# Условие задачи 1
Выведите без изменений фрагмент текста о ремесле историка, начиная со слов «Если же мы, напротив, изучаем» и заканчивая словами «в процессе становления.».

# Текст для чтения
+++++

Апология истории, или Ремесло историка - [49]
Впрочем, можно априори предположить, что на практике естественные фазы явлений, с виду весьма различных, иногда перекрывают одна другую. Точно ли период Второй империи был также новым периодом во французской экономике? Прав ли был Зомбарт>48, отождествляя расцвет капитализма с расцветом протестантского духа? Верно ли утверждение Тьерри-Монье, что демократия является «политическим выражением» того же капитализма (боюсь, что на самом деле не совсем того же)? Тут мы не вправе попросту отвергать, сколь бы сомнительными ни казались нам эти совпадения. Но выдвигать их можно — там, где это уместно, — лишь при одном условии: если они не постулируются заранее. Приливы, без сомнения, связаны с фазами луны. Однако, чтобы это узнать, надо было сперва определить отдельно периоды приливов и периоды изменения Луны.
Если же мы, напротив, изучаем социальную эволюцию в целом, надо ли характеризовать ее последовательные этапы? Это проблема первостепенного значения. Здесь можно лишь наметить пути, по которым, как нам кажется, должна идти классификация. Не будем забывать, что история — наука, еще находящаяся в процессе становления.
Люди, родившиеся в одной социальной среде и примерно в одни годы, неизбежно подвергаются, особенно в период своего формирования, аналогичным влияниям. Опыт показывает, что их поведению, сравнительно с намного более старшими или младшими возрастными группами, обычно свойственны очень четкие характерные черты. Это верно даже при разногласиях внутри, которые могут быть весьма острыми. Страстное участие в споре об одном и том же предмете, пусть с противоположных позиций, также говорит о сходстве. Этот общий отпечаток, порожденный возрастной общностью, образует поколение.

+++++

(Записи данных)
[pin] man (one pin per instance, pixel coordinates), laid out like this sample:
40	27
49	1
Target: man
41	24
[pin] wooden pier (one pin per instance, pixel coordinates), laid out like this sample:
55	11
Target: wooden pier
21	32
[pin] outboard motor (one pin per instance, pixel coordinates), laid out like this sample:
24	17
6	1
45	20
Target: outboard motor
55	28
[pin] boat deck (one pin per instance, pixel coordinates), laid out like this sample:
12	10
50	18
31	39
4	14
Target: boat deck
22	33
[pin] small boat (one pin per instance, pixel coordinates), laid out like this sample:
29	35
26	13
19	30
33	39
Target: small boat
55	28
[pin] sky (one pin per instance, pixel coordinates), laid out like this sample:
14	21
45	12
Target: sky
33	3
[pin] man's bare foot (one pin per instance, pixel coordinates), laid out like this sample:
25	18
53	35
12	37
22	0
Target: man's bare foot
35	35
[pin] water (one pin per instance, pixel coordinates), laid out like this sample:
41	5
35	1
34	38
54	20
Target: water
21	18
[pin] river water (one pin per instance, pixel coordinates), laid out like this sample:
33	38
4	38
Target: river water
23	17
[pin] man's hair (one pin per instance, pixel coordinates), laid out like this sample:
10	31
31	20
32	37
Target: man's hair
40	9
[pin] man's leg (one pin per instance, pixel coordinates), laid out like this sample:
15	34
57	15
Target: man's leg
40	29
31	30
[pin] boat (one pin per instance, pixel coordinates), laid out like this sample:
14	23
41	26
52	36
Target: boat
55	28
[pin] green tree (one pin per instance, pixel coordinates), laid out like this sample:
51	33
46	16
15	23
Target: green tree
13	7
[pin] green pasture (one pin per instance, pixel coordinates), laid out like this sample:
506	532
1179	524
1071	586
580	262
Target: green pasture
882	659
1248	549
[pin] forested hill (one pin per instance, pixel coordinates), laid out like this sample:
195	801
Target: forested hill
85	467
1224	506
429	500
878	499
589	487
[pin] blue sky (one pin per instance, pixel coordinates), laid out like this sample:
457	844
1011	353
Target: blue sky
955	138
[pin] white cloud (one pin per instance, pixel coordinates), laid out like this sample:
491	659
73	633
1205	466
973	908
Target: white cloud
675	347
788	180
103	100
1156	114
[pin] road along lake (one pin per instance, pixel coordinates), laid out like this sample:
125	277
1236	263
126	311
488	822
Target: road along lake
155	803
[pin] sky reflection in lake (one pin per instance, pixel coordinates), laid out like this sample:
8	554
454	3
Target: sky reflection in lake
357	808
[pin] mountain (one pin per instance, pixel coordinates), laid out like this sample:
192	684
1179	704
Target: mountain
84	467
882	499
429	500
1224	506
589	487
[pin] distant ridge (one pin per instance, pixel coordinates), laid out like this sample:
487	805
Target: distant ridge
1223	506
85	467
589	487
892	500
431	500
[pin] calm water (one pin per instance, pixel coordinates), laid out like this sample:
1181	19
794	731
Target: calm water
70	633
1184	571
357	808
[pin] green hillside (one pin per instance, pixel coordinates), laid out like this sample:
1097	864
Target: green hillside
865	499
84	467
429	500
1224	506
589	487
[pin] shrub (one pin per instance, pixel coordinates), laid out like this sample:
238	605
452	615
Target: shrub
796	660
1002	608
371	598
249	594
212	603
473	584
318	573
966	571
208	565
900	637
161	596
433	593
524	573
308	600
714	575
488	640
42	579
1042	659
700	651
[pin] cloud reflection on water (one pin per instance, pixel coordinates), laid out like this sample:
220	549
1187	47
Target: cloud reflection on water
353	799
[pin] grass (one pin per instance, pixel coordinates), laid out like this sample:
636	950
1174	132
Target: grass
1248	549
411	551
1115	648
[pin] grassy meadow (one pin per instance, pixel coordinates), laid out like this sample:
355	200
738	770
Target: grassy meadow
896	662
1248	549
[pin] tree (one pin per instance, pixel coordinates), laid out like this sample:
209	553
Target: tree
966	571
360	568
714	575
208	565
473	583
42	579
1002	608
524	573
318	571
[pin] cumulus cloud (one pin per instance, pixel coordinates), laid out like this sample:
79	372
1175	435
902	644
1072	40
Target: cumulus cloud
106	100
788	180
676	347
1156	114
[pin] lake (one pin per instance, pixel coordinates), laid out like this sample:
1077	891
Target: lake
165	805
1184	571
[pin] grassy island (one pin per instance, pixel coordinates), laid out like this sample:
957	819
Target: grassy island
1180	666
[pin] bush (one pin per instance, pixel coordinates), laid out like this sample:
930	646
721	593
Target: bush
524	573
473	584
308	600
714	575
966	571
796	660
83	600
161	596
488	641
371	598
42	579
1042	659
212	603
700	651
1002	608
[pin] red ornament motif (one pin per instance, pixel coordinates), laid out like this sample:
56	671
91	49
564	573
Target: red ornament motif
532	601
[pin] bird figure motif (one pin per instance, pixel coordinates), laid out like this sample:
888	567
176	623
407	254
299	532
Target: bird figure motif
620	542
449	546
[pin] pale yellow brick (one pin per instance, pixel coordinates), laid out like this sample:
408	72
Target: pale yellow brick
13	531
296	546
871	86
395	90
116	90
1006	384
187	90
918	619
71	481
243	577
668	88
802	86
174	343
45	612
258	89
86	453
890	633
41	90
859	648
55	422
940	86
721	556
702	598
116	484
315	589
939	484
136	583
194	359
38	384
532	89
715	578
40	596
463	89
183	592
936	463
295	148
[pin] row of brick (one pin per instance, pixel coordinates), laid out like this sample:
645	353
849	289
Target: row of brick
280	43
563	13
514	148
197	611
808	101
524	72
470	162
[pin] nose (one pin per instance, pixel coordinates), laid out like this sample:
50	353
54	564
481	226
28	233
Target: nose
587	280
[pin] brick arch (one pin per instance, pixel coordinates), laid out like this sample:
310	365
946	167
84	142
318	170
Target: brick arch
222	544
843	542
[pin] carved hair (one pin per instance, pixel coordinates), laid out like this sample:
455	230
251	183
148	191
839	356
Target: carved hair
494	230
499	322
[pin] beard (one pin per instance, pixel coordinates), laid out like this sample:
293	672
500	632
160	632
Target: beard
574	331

+++++

# Условие задачи 2
Преобразуйте в JSON-список строк только строки записей, начиная со строки, содержащей «[pin] pale yellow», и заканчивая последней строкой записей, включая обе границы. Каждая строка записей должна стать отдельной строкой списка, пустые строки пропустите.

# Ответ упражнения 1
Если же мы, напротив, изучаем социальную эволюцию в целом, надо ли характеризовать ее последовательные этапы? Это проблема первостепенного значения. Здесь можно лишь наметить пути, по которым, как нам кажется, должна идти классификация. Не будем забывать, что история — наука, еще находящаяся в процессе становления.

# Ответ упражнения 2
[
  "[pin] pale yellow brick (one pin per instance, pixel coordinates), laid out like this sample:",
  "408\t72",
  "Target: pale yellow brick",
  "13\t531",
  "296\t546",
  "871\t86",
  "395\t90",
  "116\t90",
  "1006\t384",
  "187\t90",
  "918\t619",
  "71\t481",
  "243\t577",
  "668\t88",
  "802\t86",
  "174\t343",
  "45\t612",
  "258\t89",
  "86\t453",
  "890\t633",
  "41\t90",
  "859\t648",
  "55\t422",
  "940\t86",
  "721\t556",
  "702\t598",
  "116\t484",
  "315\t589",
  "939\t484",
  "136\t583",
  "194\t359",
  "38\t384",
  "532\t89",
  "715\t578",
  "40\t596",
  "463\t89",
  "183\t592",
  "936\t463",
  "295\t148",
  "[pin] row of brick (one pin per instance, pixel coordinates), laid out like this sample:",
  "645\t353",
  "849\t289",
  "Target: row of brick",
  "280\t43",
  "563\t13",
  "514\t148",
  "197\t611",
  "808\t101",
  "524\t72",
  "470\t162",
  "[pin] nose (one pin per instance, pixel coordinates), laid out like this sample:",
  "50\t353",
  "54\t564",
  "481\t226",
  "28\t233",
  "Target: nose",
  "587\t280",
  "[pin] brick arch (one pin per instance, pixel coordinates), laid out like this sample:",
  "310\t365",
  "946\t167",
  "84\t142",
  "318\t170",
  "Target: brick arch",
  "222\t544",
  "843\t542",
  "[pin] carved hair (one pin per instance, pixel coordinates), laid out like this sample:",
  "455\t230",
  "251\t183",
  "148\t191",
  "839\t356",
  "Target: carved hair",
  "494\t230",
  "499\t322",
  "[pin] beard (one pin per instance, pixel coordinates), laid out like this sample:",
  "293\t672",
  "500\t632",
  "160\t632",
  "Target: beard",
  "574\t331"
]